### PASSAGE SHOWN
+-------+

Even in a white-hot market, some properties just never seem to sell. Calendar pages fly off, clock hands run around dials, and one white-hot market cools before it gets white-hot again. But it doesn’t matter, there are just some duds out there that are too weird or too expensive to find a buyer. And for some owners, even in the high-end Hamptons, where money is often no object, the screws can start tighten.
Last summer, educator Chris Whittle lost his legendary East Hampton estate, Briar Patch, in a foreclosure auction. Whittle and his wife, photographer Priscilla Rattazzi, purchased Briar Patch in 1989 for $7.3 million and once listed the estate for $95 million. But since no one purchased, they lost the estate. His former company, Avenues: The World School, was awarded right and title to the property to help satisfy the more than $6 million Whittle owes the school. The house itself was lovely; the couple just asked too much money for it.
Something similar is happening in nearby Montauk. Owned by renowned antique picture frame dealer and restorer Eli Wilner, the sprawling property has been on and off the market since 2009. Located on tony Old Montauk Highway, near the old Warhol estate, as well as close to the former homes of Dick Cavett and Peter Beard, Wilner’s spread encompasses 37 acres of oceanfront land, with 485 feet of private beach.
Initially, back in 2009, the asking price was $35 million. After it remain unsold for six months, Wilner inexplicably raised the price to $50 million. The price has since gone up and down with the tides, from a high of $55 million to as little as $29 million in 2019. It’s now listed with Hedgerow Exclusive Properties at $39.5 million.
Though he’s wanted to sell the place for more than a dozen years, Wilner’s real problems with the property began in 2018, when New Jersey-based lender Case Real Estate Capital declared the antique frame mogul’s $17.75 million mortgage in default. The company has been trying to foreclose on the estate since then, The Real Deal disclosed, though Wilner has successfully appealed orders for a sale four times. He even filed a Covid hardship declaration, which was denied. As of now, the property will hit the auction block on February 24.

+-------+

### PROVIDED RECORDS
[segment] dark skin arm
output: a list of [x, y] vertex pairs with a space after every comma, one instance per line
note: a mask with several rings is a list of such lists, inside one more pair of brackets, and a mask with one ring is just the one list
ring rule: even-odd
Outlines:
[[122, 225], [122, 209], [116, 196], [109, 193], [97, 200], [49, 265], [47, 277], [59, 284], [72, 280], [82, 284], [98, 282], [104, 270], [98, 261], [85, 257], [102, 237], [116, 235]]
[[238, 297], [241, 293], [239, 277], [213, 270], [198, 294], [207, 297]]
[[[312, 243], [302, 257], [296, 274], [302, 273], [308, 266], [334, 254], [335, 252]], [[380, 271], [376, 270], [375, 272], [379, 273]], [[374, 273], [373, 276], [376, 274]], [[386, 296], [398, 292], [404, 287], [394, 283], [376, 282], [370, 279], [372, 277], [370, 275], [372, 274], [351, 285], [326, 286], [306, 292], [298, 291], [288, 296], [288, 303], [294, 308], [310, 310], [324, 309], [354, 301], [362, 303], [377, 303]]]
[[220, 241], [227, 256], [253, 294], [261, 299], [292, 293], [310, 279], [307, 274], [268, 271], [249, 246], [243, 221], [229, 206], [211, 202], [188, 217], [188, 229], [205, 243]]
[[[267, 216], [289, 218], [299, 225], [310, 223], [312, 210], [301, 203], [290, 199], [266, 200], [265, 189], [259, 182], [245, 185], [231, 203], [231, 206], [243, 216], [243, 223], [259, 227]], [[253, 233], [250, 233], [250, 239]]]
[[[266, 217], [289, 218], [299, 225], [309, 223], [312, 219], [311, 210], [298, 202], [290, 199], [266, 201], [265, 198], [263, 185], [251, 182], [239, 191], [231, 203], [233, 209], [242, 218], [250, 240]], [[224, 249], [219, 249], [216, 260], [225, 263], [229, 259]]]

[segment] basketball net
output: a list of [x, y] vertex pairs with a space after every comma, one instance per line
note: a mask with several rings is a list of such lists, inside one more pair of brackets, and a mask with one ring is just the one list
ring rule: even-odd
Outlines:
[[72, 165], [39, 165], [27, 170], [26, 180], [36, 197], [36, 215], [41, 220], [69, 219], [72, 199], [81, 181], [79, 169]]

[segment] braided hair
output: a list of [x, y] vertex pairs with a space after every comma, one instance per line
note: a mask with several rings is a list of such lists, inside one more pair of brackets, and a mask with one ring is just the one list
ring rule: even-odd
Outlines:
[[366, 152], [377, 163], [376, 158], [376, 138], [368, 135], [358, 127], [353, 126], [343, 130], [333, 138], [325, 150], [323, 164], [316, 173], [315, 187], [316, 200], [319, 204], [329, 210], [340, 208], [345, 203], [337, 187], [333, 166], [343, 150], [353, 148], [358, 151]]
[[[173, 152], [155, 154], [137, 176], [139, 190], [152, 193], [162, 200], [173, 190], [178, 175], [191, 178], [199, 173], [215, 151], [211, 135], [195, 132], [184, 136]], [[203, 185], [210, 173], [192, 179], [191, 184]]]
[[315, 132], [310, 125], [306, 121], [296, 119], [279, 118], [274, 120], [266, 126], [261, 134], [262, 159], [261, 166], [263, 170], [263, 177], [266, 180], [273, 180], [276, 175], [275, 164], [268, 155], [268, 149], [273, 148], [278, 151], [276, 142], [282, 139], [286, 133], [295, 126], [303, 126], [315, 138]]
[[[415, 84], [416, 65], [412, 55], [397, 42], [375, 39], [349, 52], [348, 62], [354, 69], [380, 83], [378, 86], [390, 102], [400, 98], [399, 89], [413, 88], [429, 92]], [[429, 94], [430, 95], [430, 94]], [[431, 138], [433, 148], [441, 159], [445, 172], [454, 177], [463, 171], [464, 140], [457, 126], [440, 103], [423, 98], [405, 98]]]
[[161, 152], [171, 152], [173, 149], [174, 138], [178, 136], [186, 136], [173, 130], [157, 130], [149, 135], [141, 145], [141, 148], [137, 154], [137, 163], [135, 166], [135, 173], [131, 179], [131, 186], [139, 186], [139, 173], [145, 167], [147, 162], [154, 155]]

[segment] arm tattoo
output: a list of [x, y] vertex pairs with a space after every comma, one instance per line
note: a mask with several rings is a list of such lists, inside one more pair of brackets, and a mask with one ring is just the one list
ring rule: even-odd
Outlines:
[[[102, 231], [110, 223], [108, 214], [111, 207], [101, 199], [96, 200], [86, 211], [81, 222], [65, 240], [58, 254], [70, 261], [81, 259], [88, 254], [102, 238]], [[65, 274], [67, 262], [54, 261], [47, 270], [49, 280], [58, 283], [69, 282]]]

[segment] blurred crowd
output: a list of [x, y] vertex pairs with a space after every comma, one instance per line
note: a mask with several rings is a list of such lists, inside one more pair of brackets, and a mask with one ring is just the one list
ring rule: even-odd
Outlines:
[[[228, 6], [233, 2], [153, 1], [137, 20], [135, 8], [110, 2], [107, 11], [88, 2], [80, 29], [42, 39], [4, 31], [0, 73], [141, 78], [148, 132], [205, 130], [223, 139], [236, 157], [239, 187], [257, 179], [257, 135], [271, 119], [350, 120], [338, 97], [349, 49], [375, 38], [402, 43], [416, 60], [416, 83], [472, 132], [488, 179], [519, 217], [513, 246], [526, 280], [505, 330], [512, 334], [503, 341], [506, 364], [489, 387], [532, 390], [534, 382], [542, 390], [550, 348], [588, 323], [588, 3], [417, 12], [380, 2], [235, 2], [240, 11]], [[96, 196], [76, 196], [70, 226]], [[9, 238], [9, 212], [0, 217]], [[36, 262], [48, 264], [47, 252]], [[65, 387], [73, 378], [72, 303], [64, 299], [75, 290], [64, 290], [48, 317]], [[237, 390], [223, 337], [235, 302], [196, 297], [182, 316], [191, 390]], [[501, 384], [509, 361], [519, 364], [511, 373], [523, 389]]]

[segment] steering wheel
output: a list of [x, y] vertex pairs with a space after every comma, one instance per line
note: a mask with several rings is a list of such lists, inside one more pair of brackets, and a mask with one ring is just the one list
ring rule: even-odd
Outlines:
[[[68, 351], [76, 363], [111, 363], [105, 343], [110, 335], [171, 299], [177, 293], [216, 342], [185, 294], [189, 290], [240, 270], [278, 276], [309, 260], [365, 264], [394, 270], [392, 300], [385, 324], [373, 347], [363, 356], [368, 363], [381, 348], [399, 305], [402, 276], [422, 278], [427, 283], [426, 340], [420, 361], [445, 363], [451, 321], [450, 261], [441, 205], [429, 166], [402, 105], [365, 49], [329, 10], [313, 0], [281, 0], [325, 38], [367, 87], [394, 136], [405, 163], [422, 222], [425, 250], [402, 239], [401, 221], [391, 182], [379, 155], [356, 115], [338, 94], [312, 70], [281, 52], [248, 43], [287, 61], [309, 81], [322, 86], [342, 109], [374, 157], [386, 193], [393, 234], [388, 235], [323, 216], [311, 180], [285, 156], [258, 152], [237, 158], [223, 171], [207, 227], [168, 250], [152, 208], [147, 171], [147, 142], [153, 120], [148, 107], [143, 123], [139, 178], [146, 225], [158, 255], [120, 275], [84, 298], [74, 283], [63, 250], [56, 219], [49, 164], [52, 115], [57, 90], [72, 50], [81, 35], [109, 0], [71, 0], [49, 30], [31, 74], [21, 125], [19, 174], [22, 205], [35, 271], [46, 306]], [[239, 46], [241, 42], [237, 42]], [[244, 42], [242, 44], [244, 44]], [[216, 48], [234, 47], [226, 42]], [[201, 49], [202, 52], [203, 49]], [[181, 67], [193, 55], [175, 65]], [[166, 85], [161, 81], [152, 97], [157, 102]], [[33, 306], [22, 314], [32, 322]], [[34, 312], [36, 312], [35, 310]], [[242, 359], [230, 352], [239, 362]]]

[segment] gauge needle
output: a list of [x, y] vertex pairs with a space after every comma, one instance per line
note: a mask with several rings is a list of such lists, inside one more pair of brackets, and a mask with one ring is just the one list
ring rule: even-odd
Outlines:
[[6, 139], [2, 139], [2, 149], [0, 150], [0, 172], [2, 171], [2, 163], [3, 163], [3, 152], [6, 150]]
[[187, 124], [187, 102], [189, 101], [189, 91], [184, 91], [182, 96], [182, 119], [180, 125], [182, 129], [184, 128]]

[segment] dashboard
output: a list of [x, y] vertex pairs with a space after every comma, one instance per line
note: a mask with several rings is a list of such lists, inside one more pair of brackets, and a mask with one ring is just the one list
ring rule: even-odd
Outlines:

+-------+

### SET OF TASKS
a. According to the article on hard-to-sell Hamptons estates, what is the current listing price for Eli Wilner's Montauk property?
b. Write the next part of the article on hard-to-sell Hamptons estates, picking up after its final sentence.

### EXPECTED OUTPUTS
a. $39.5 million, with Hedgerow Exclusive Properties.

b.
Despite the copious amount of land, the beautiful ponds and the wide expanse of ocean frontage, much of the property is held in a preserve, so it is uncertain what more, in anything, could be built there. (Apparently Wilner bought the place in 1992 for $630,000, without any permits in place to build, which was a gamble.) As of now, there isn’t even a pool, much less a de-rigueur-in-the-Hamptons pool house or tennis court, so about $18 million, the cost of the mortgage, seems a realistic price for the place.
Besides its great location, amazing light and primo view, the house itself has but two other rather nice details, a beautiful, sinuous staircase and carved wood doors that replicate The Chariot of Aurora, an art deco style mural from the SS Normandie luxury liner. (The original mural is now in the Carnegie Museum.) However, that’s where the nice bits end, as the interiors are uninviting and pretty much the opposite of an easygoing Montauk beach house. Indeed, the exterior of house is an inexplicable Asian pagoda style with winged rooflines, and inside the floors are shiny, cold white marble, which probably looked great on the Normandie, but this is a beach house, folks, not a deco luxury liner.
Clearly, whoever buys the place, or scoops it up at auction, is going to have to spend quite a few dollars re-doing much (if not every inch) of the interior, along with adding a swimming pool and/or tennis court… if they can. We’ll be interested to see what happens.